EXERCISE PASSAGE:
========================
Since summer has apparently belatedly arrived, can the Leader of the House at least give us one popular answer today and tell us whether he has decided when the House will rise for the summer recess? [HON. MEMBERS: "Hear, hear."] I have instant popularity.

Can the Leader of the House confirm that, as a matter of policy, the Government have decided to stop publishing hospital waiting lists? Is not it strange that people can obtain all the information that they want about how hospitals can opt out of the national health service, but apparently they are to be denied information about the length of the waiting lists that they and their families will have to endure before they can obtain what is often quite urgent treatment? Is not that simply another device to hide the embarrassment of Ministers about ever-lengthening waiting lists for treatment under the NHS? May we have a statement on that from the Secretary of State for Health?

Can the Leader of the House arrange a debate in Government time on the Organisation for Economic Co-operation and Development report that was published today? Is not it sad for our country that that report shows Britain at the bottom of the league for growth, investment and job creation? In addition, and even worse, it shows Britain to be the only country in the European Community in the grip of such a bitter and damaging recession. Is not that an awful indictment of 12 years of the Government's failure in economic and industrial policy? Is it not incumbent on the Government to arrange for the House to debate those issues before we rise for the summer recess?
========================
WORK INSTRUCTIONS:
A) In the passage addressed to the Leader of the House, where does the published report place Britain for growth, investment and job creation?
B) Continue the passage addressed to the Leader of the House, beginning after its final sentence.

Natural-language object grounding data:
========================
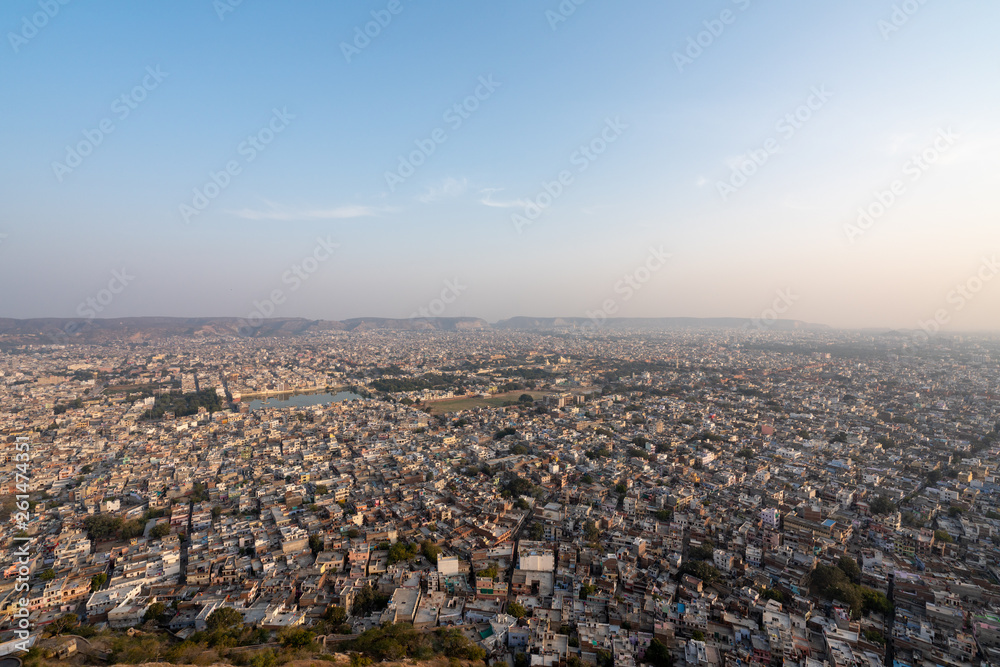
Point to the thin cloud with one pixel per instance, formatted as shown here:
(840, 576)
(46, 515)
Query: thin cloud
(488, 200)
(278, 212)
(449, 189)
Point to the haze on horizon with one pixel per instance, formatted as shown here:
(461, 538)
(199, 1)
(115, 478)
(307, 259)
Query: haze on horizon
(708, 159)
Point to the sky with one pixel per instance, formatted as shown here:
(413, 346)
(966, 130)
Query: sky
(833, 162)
========================
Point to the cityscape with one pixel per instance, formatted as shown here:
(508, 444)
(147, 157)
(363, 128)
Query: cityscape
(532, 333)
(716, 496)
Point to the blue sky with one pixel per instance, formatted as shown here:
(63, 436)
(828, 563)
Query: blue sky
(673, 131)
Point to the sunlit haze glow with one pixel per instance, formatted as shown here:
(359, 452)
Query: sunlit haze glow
========================
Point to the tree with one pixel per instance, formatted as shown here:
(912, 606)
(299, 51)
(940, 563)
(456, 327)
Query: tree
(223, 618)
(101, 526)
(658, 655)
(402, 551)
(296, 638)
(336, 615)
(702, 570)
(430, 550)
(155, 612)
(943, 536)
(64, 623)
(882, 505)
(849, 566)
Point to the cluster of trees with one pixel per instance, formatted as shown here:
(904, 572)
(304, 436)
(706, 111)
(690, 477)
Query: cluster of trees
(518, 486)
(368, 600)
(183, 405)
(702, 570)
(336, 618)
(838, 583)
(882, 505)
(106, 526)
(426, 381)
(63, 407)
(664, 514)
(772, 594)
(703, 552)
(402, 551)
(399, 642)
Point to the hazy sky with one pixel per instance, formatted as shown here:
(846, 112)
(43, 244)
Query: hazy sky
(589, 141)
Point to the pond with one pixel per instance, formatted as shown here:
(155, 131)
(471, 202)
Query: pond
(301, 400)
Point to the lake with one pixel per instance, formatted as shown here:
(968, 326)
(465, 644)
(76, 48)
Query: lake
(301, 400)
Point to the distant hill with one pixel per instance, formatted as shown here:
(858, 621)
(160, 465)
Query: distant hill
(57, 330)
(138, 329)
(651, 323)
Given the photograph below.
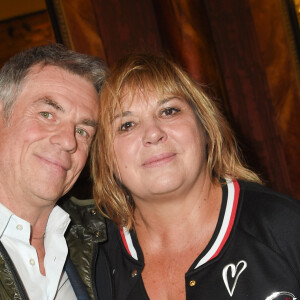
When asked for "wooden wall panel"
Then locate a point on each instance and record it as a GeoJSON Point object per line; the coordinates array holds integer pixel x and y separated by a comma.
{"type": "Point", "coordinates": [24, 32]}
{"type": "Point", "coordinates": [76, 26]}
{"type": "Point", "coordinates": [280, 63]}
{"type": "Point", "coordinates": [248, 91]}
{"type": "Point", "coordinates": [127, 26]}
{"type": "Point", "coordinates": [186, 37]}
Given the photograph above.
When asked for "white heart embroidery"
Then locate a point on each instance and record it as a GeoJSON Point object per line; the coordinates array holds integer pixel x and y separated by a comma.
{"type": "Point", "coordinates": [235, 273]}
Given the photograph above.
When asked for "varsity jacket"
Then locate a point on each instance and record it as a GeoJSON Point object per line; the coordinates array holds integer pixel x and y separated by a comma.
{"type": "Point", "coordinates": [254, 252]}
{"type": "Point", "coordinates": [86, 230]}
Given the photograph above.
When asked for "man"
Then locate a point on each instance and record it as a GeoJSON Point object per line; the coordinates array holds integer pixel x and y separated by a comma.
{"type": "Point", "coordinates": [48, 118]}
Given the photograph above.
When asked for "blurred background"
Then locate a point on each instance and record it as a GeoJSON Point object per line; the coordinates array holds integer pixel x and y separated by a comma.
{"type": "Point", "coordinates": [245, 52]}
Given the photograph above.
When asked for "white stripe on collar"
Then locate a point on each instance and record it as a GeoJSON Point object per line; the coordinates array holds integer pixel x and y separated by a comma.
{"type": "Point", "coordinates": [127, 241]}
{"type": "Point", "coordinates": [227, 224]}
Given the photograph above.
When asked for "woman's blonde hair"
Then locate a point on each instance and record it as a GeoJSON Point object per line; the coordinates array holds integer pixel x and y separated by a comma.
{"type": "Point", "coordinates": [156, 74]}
========================
ANSWERS IN ORDER:
A) At the bottom of the league.

B)
When they created large private water monopolies—some of which are providing captive consumers with a declining quality of service—did Ministers intend the chairmen and chief executives of those private monopolies not only to enhance their salaries hugely at public expense, but, effectively, to plan to make themselves millionaires within four or five years by giving themselves grotesque share options for which consumers will have to pay? May we have a clear statement from the Government—rather than the prevarications that we have had from the Prime Minister—about whether that was indeed their intention and whether they intend to allow such a state of affairs to continue?

Mr. MacGregor

In answer to the hon. Gentleman's first question, I cannot tell hon. Members today when the House will rise for the summer recess, much as I would like to. We still have a great deal of business to complete; we must also see how many amendments to Bills with which we have already dealt are introduced from the other place. I hope, however, to be able to give some indication of the date in next week's business statement.

As for hospital waiting lists, the hon. Gentleman will know that we are to hold a debate on that very subject later today. Given that it is being discussed today—earlier even than next week—it would surely be appropriate for hon. Members to make their points at that stage. The hon. Gentleman will also know, however, that in the past 10 years the number of both in-patients and out-patients treated in our hospitals has risen substantially.

The hon. Gentleman asked about the OECD report. A number of the matters to which he referred could have been raised yesterday evening, when the House debated employment.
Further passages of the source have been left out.